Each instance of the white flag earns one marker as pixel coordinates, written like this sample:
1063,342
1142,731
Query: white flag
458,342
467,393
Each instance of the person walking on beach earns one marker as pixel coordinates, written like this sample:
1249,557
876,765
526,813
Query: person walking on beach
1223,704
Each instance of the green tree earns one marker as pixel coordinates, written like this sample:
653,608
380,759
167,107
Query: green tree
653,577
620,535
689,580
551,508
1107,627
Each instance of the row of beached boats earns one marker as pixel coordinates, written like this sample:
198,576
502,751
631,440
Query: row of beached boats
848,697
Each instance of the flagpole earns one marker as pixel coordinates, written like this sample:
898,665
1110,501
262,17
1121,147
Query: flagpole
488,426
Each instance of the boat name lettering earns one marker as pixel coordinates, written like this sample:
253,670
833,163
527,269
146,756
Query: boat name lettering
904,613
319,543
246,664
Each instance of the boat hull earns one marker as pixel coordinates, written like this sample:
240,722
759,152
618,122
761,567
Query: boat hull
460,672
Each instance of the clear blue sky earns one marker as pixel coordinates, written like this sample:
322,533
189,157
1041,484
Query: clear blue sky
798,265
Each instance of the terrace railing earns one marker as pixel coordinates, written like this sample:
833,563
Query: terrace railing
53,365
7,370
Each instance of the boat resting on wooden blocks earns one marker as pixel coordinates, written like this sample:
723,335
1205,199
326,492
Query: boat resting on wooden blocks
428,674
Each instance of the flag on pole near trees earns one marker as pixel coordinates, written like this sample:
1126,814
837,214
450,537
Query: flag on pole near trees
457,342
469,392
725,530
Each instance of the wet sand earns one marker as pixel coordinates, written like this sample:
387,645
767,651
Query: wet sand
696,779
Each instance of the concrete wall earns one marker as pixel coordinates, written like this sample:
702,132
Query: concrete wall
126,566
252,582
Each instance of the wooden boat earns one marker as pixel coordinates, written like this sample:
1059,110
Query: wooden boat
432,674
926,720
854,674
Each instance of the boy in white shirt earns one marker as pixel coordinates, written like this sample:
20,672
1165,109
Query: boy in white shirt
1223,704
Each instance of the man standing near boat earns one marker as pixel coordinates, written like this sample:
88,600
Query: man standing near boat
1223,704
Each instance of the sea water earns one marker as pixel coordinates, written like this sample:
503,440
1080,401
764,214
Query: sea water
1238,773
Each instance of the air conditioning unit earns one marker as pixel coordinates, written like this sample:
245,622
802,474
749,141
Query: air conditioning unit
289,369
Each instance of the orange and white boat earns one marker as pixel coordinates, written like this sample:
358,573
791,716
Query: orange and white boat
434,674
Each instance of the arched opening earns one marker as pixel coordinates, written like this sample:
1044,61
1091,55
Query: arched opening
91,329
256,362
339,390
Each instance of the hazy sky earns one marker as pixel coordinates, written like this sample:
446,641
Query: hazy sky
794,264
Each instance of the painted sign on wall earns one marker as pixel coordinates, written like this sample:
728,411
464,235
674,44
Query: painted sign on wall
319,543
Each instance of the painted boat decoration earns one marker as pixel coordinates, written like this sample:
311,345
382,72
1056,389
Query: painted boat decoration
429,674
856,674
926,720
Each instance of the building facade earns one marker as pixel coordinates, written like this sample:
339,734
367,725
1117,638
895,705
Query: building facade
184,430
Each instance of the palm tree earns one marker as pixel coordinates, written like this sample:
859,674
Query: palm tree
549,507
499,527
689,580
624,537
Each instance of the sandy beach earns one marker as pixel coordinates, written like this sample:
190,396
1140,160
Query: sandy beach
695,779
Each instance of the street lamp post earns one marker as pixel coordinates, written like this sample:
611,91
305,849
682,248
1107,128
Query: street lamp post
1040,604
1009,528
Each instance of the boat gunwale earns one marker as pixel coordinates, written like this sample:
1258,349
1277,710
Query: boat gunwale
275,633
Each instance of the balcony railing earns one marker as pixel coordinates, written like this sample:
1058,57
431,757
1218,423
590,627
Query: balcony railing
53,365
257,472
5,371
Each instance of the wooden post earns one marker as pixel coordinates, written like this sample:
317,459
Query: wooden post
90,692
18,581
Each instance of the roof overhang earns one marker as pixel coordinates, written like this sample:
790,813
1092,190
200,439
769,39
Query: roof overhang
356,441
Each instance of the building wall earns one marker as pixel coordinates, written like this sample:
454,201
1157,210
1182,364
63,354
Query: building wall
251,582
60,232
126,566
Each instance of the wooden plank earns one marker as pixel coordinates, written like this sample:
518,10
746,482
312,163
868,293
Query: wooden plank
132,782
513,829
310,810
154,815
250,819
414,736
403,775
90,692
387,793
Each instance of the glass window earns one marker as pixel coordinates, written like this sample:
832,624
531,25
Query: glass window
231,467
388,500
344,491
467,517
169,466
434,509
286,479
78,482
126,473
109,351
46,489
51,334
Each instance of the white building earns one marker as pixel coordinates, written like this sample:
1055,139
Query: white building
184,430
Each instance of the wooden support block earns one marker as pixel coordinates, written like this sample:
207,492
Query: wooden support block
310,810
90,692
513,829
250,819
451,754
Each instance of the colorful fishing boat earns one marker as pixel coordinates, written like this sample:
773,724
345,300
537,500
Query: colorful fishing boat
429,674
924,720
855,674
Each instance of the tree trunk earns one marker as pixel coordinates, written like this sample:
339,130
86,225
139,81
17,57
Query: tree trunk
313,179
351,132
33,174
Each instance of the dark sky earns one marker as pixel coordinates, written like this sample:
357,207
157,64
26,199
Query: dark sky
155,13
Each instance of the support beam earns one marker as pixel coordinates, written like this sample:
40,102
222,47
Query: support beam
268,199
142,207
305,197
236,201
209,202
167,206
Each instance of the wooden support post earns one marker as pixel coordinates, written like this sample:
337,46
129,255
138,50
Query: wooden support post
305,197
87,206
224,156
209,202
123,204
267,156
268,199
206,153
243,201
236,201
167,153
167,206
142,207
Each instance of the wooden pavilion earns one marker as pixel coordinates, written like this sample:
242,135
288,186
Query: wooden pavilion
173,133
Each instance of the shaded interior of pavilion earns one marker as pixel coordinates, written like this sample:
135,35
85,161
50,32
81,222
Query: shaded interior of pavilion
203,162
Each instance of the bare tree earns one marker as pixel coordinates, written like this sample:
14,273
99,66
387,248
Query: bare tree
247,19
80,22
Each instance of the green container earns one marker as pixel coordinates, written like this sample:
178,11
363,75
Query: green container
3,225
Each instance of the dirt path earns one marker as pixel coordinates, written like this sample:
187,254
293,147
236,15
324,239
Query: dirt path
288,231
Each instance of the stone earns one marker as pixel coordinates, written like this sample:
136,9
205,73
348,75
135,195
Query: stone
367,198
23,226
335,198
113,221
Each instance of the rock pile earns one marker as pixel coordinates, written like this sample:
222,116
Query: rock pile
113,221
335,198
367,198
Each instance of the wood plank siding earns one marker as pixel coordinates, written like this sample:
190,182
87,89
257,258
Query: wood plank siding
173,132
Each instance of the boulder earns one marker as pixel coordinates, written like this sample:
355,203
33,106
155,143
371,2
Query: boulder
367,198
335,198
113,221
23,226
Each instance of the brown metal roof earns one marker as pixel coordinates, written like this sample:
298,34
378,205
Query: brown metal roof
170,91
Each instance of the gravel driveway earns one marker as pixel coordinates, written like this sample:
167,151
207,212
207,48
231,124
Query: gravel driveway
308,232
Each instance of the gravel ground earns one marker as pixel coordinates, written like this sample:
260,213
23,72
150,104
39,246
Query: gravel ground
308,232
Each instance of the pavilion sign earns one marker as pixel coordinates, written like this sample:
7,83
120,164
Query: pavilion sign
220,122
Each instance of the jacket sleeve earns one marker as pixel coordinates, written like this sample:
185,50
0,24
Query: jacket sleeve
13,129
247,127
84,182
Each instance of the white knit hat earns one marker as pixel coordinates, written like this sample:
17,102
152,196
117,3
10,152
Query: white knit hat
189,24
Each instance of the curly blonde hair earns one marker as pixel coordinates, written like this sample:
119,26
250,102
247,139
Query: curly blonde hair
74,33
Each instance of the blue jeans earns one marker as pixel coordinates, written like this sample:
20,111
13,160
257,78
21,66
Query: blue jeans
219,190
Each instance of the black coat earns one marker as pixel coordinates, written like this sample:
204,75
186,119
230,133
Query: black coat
== == ==
# Exercise directions
Include both ends. Return the line holding "Each instance of the stone" and all lines after it in the records above, exactly as written.

# Response
Each instance of the stone earns one marker as pixel coordinates, written like this sample:
136,9
205,73
348,75
135,195
Query: stone
367,198
23,226
335,198
113,221
Each instance of the rock pile earns one marker as pixel coordinates, written like this sample:
222,116
Query: rock pile
113,221
335,198
367,198
Each instance of the wood plank siding earns one marker as pixel coordinates, written like this sample:
190,182
87,89
257,258
Query: wood plank siding
173,132
Each instance of the boulder earns one marker as pixel coordinates, written like this sample:
355,203
33,106
155,143
371,2
Query: boulder
367,198
335,198
113,221
23,226
Each instance of the brown metal roof earns one marker as pixel coordinates, written like this sample:
298,34
378,205
Query: brown metal roof
170,91
Each instance of the gravel driveway earns one marker as pixel coordinates, written like this sample:
167,151
207,212
207,48
231,124
Query: gravel driveway
308,232
Each instance of the gravel ground earns one marker as pixel coordinates, written like this sample:
260,213
23,72
150,104
39,246
Query: gravel ground
308,232
Each instance of the pavilion sign earns one marker as pixel coordinates, written like this sample:
7,83
120,164
Query: pavilion sign
220,122
Each instance of the jacket sleeve earns one marker as pixel coordinates, written like this sample:
185,50
0,24
Query: jacket sleeve
13,129
247,127
84,182
Each instance of the white knit hat earns one marker as pixel coordinates, written like this sample:
17,102
152,196
117,3
10,152
Query: white knit hat
189,24
Each instance of the curly blonde hair earns one marker as pixel coordinates, written like this sample:
119,26
250,102
247,139
Query: curly blonde hair
74,33
Each instance of the blue jeans earns one marker as pixel coordinates, written like this sample:
20,111
13,160
257,78
21,66
Query: blue jeans
219,190
Each instance of the black coat earns one marker as pixel coordinates, written like this sample:
204,75
186,119
230,133
Query: black coat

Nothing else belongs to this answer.